> **Task objective**:
Copy out the material with each "dark brown" renamed to "walnut" and nothing else altered. Omit the pictures.

Input rows start

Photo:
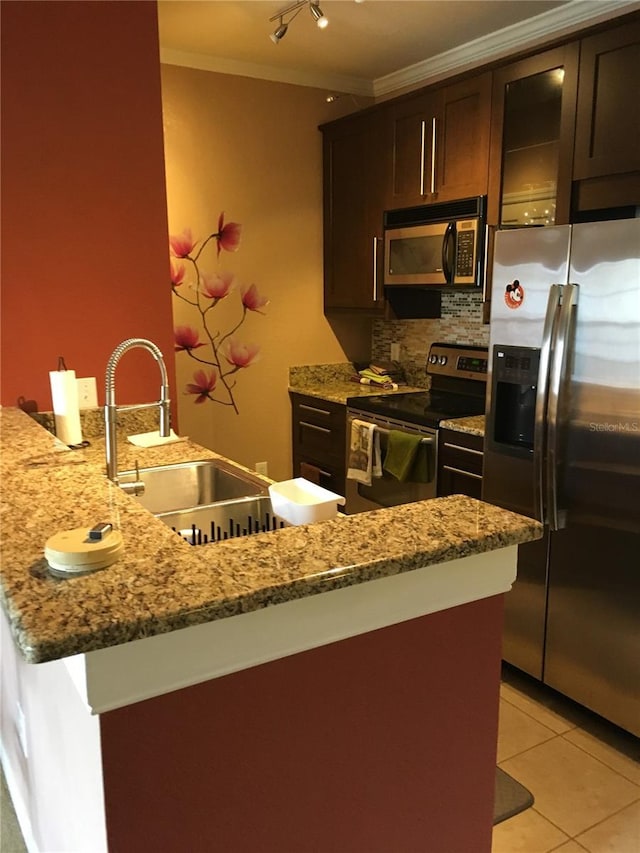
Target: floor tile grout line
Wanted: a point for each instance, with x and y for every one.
(531, 717)
(604, 819)
(604, 763)
(528, 749)
(563, 735)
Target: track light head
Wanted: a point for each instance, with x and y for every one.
(279, 32)
(293, 10)
(318, 15)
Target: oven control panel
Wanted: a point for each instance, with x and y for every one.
(459, 361)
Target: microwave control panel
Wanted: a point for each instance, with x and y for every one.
(465, 251)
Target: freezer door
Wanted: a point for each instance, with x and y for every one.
(527, 263)
(536, 258)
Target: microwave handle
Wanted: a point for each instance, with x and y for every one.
(449, 240)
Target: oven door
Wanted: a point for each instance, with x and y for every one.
(386, 490)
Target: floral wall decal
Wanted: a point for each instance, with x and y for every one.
(222, 354)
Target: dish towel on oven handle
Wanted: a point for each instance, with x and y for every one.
(364, 462)
(402, 448)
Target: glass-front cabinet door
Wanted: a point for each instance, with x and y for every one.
(532, 140)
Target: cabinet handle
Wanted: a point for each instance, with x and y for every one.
(433, 154)
(464, 449)
(423, 142)
(460, 471)
(314, 426)
(314, 409)
(375, 269)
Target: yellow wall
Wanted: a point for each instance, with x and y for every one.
(252, 148)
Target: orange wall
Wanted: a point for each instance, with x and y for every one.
(84, 222)
(252, 148)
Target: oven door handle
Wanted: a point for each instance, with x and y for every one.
(424, 440)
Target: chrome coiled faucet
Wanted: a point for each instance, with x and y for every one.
(111, 409)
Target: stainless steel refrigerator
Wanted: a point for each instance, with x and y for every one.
(562, 445)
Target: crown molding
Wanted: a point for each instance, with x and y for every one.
(554, 23)
(332, 82)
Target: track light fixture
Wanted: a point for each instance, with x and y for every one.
(316, 13)
(279, 32)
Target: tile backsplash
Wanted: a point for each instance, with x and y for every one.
(461, 323)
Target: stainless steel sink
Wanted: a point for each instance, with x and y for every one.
(227, 520)
(192, 484)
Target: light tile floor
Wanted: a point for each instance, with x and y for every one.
(583, 773)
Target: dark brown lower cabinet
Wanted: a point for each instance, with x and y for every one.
(318, 440)
(460, 457)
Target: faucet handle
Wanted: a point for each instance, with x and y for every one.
(135, 487)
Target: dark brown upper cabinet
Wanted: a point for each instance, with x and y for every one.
(354, 194)
(532, 134)
(440, 143)
(607, 144)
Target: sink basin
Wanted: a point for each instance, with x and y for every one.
(227, 520)
(192, 484)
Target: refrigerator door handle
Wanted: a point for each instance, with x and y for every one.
(557, 382)
(539, 433)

Input rows end

> **Worked solution**:
Photo:
Target: floor tile grout line
Wanted: a point for each instance, with x and y for every one.
(531, 717)
(604, 819)
(604, 763)
(528, 749)
(563, 735)
Target: track light head
Wanted: a point for each instance, with x and y for every one.
(279, 32)
(293, 10)
(318, 15)
Target: oven control panel
Wanted: a point for each instance, with x and y for every one.
(459, 361)
Target: microwave control panel
Wanted: a point for each instance, with x and y for every one.
(465, 251)
Target: freezer door
Wanted: a point for each instance, with x and y for every one.
(527, 263)
(536, 258)
Target: microwave handle
Wanted: a point for each instance, with x and y for every one.
(449, 240)
Target: oven door
Wanted: a point for each instance, with x and y for every one.
(386, 490)
Target: floral wall decal
Wanted: a point for each instance, with x and y for every one.
(222, 354)
Target: dish towel on oven handle
Wanted: a point for each instance, with x and y for every one.
(364, 462)
(402, 448)
Target: glass-front cabinet door
Wanted: a point for each instance, with x and y for every one.
(532, 140)
Target: cabinet handle
Wanted: a point for each instance, with x and y for every one.
(433, 154)
(464, 449)
(423, 142)
(460, 471)
(314, 426)
(314, 409)
(375, 269)
Target: yellow wall
Wanted: a point for each instance, with x and y for every one.
(252, 148)
Target: orange wall
Wanted: a point for each instance, with x and y for every one.
(84, 222)
(252, 148)
Target: oven door handle
Wanted: a point for each instance, with x and y for every one.
(424, 440)
Target: chrome coiled faucet
Wanted: a point for each instance, with x and y for every one.
(111, 409)
Target: stainless steel refrigerator
Wanted: a point for each instance, with x and y for every one.
(562, 445)
Target: crown molding
Wanted: a point for each instance, with x and y for every one.
(554, 23)
(332, 82)
Target: track light fixture
Wanted: a point for each instance, with x and y for every one.
(316, 13)
(279, 32)
Target: tile backsplash
Wanted: a point for each instance, with x and y for every one.
(461, 323)
Target: stainless steel sink
Wanted: a point for each instance, with x and y for every one.
(227, 520)
(192, 484)
Target: light tile floor
Wanted: a point for each instance, with x and y for every one.
(583, 773)
Target: walnut lower cabinet
Wanted: a point for each instance, with x and y for every one.
(318, 440)
(460, 457)
Target: faucet handle
Wanted: a point for each instance, with x and y for every one.
(135, 487)
Target: walnut upper cabinet
Wanted: a point for each instance, with x and y for every one.
(354, 194)
(532, 134)
(440, 143)
(607, 144)
Target: sink basin
Wanted: a point for each instance, with x and y for every one.
(227, 520)
(192, 484)
Target: refrigerator door handle
Wanted: a point for each instance, with x and y for every one.
(557, 382)
(539, 433)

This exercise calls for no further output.